Repeated String Match

Given two strings A and B, find the minimum number of times A has to be repeated such that B becomes a substring of the repeated A. If B cannot be a substring of A no matter how many times it is repeated, return -1.

• Time : O(n + m)
• Space : O(min(n, m))

class Solution{
    vector<int> PI(string& s) {
        int n = s.length();
        vector<int> pi(n);
        for(int i = 1, j = 0; i < n; i++) {
            while(j > 0 and s[i] != s[j]) j = pi[j - 1];
            if(s[i] == s[j]) pi[i] = ++j;
        }
        return pi;
    }
    int kmp(string s, string& t) {
        int n = s.length(), m = t.length();
        vector<int> pi = PI(t);
        for(int i = 0, j = 0; i < n; i++) {
            while(j > 0 and s[i] != t[j]) j = pi[j - 1];
            if(s[i] == t[j]) {
                if(++j == m) {
                    return i;
                }
            }
        }
        return -1;
    }
public:
    int repeatedStringMatch(string A, string B) {
        int n = A.length(), m = B.length();
        if(n == m) return A == B ? 1 : -1;
        if(n > m) return kmp(A, B) != -1 ? 1 : kmp(A + A, B) != -1 ? 2 : -1;
        int pos = kmp(B, A);
        if(pos == -1) return -1;
        int left = pos - n;
        if(left >= n) return -1;
        int res = 1 + (left >= 0);
        for(int i = n - 1; i >= 0 and left >= 0; i--, left--) {
            if(A[i] != B[left]) return -1;
        }
        for(int i = pos + 1, j = 0; i < m; i++) {
            if(j == 0) res++;
            if(A[j] != B[i]) return -1;
            j = (j + 1) % n;
        }
        return res;
    }
};

════════

■ Short exercise A ■
In the repeated string match text, what value should be returned when B cannot become a substring of A however many times A is repeated?
The entries that follow are unrelated to the repeated string match text.

[Dataset rows on where objects are located]
════════

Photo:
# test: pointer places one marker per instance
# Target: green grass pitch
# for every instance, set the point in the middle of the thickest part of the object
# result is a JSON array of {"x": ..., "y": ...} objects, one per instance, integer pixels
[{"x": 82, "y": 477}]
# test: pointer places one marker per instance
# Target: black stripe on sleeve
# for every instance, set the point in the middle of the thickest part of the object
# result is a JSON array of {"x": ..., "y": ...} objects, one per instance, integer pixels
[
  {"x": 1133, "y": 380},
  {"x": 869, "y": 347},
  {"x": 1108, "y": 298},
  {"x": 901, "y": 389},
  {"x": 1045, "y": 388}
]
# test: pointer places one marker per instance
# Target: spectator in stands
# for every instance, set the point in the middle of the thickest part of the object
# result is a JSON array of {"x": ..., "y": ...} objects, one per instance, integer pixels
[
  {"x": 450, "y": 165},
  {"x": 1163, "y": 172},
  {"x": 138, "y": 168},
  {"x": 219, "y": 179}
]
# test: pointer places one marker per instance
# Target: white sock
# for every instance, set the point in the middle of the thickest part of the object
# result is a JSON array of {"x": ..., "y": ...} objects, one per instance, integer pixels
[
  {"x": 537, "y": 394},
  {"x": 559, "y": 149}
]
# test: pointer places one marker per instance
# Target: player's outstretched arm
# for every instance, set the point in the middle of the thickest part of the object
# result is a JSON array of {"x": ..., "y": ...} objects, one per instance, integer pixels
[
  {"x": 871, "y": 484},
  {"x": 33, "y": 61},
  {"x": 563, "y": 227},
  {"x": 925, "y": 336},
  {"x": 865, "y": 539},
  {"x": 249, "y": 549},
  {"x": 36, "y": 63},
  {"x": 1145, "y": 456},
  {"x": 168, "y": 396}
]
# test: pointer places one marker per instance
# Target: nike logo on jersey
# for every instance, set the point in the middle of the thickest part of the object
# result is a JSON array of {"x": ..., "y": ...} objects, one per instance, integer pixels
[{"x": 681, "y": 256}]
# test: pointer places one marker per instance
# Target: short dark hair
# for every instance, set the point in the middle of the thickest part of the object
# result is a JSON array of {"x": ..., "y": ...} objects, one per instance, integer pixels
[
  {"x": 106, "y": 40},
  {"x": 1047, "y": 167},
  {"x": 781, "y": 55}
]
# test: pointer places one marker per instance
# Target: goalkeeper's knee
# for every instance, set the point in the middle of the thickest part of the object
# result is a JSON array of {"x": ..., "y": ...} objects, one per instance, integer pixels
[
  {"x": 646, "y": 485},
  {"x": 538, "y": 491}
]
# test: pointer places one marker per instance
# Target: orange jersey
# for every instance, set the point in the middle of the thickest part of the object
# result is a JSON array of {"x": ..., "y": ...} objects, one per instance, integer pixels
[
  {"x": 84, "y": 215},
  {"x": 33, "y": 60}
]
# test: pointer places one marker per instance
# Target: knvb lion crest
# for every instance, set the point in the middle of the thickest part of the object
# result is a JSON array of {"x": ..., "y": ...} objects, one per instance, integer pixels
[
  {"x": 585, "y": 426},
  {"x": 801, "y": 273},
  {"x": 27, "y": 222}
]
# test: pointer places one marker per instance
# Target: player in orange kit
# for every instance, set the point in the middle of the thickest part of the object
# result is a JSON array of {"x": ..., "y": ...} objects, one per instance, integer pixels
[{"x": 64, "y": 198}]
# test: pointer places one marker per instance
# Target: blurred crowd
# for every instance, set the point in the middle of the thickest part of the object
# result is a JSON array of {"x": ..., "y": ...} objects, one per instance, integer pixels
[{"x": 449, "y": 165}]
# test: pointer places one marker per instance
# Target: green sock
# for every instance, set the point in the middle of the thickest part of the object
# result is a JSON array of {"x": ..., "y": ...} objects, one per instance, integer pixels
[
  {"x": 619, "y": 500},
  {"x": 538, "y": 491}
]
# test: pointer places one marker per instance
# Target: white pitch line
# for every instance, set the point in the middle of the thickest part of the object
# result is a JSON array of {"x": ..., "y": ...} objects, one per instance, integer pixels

════════

■ Short exercise B ■
Identify every line in the entries that contains the string "sock".

■ Full output A ■
-1

■ Full output B ■
# Target: white sock
# Target: green sock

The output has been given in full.